§ What the task requires
Resume the corbel shelf building instructions below, continuing on from their final sentence.

§ Document extract
Learn how to create your own entryway shelf using corbels! This shelf can be utilized in any space, but when paired with a solid walnut top, it makes for the perfect entryway furnishing! Osborne has a huge variety of corbels to choose from in several different wood species so there are endless possibilities for shelving displays.
Products featured in this build:
See free assembly instructions for this project below the video!
Our finished shelf had a 36" x 12" top.
- We used two pieces of black walnut dimensional lumber from Osborne to create our shelf. To join them together, we used our router table with a reverse joint bit. Since this router needs the material to be a certain thickness and the lumber was too thick, we first needed to use a benchtop planer to mill the lumber from 1 1/2" thick down to 1" thick.
- Please note: when using the planer, we only milled 1/32" at a time. Since we are using hardwood, this avoided any tear out or stress on the saw.
- Next, we needed to create the reverse joints on each board with our router table. Set up the router bit with the router table turned off and unplugged. We have a more in-depth video on this process here.
- When setting up the bit, we measured halfway on our board (which was 1/2") and lined up the tip of the carbide cutter to that halfway point. We adjusted our fence to be even with the back of the bit so an even cut could be made across the entire board.

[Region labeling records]
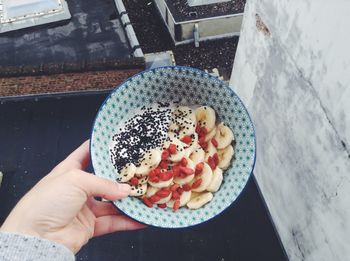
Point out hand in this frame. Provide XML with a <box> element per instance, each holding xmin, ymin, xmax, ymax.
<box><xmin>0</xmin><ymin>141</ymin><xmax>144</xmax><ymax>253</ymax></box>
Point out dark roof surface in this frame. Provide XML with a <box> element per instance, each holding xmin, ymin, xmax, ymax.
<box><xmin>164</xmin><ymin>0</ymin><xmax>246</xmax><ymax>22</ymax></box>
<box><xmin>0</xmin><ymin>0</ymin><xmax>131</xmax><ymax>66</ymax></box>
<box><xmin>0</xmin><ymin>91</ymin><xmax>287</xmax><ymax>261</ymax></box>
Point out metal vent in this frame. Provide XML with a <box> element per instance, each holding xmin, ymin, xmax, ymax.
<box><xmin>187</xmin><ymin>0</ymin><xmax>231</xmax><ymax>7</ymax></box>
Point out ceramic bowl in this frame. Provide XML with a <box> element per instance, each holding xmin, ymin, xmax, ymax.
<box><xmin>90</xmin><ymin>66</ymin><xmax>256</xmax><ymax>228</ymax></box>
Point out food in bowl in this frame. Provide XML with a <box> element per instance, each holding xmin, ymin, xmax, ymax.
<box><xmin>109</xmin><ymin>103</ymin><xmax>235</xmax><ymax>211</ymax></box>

§ Answer to this task
- Run the first panel through the router, making sure to label or note which side is the top and which is the bottom. Do the same with the second panel.
- Once both panels have reverse joints, you can attach them with wood glue. Add glue to the joints first and then connect the boards. Attach multiple clamps on the wood (at least one on each end) to ensure a tight fit as the glue dries.
- Once the glue is dry, you can cut your top to the correct size, if necessary. Our top was already 36" long but still needed to be cut to 12" deep. To do this, we marked where we needed to trim and clamped the shelf to our bench top with a straight edge on top of the board. Make sure the straight edge is aligned with your markings, then use a circular saw to trim the boards.
- Since this is a larger shelf, we predrilled the holes where the corbels will be attached. First, we measured out where we would like the corbels to be placed on the bottom of the shelf. We wanted a 3" overhang and to have the corbels flush against the wall. These markings are made on the bottom of the board.
- Using your markings, determine where your screws will attach the shelf and corbels. Predrill the holes for the screws. Then, on the top of the shelf use a different bit size to drill holes for the wood plugs. Make sure you do not go all the way through the wood! These holes are only there to make it easier to insert plugs in the top of the shelf. We had a 3/8" plug cutting bit so we made 3/8" countersunk holes.
- Lay the shelf and corbels down with the backs flat against the table. Before screwing the pieces together, we used our drill to create additional predrilled holes in the tops of the corbels. By predrilling once more, you can avoid any cracking of the corbel when the screws were installed.
- Install your screws so that the shelf and corbels are assembled.
- Using offcuts of the lumber from earlier, we used a 3/8" plug cutting bit to create several plugs. Try to match the grain of the location of each screw hole. Use a band saw to cut the plugs out of the lumber pieces.
- Determine which plugs you would like to use in each hole and add glue to the bottom and sides. Insert them into the holes.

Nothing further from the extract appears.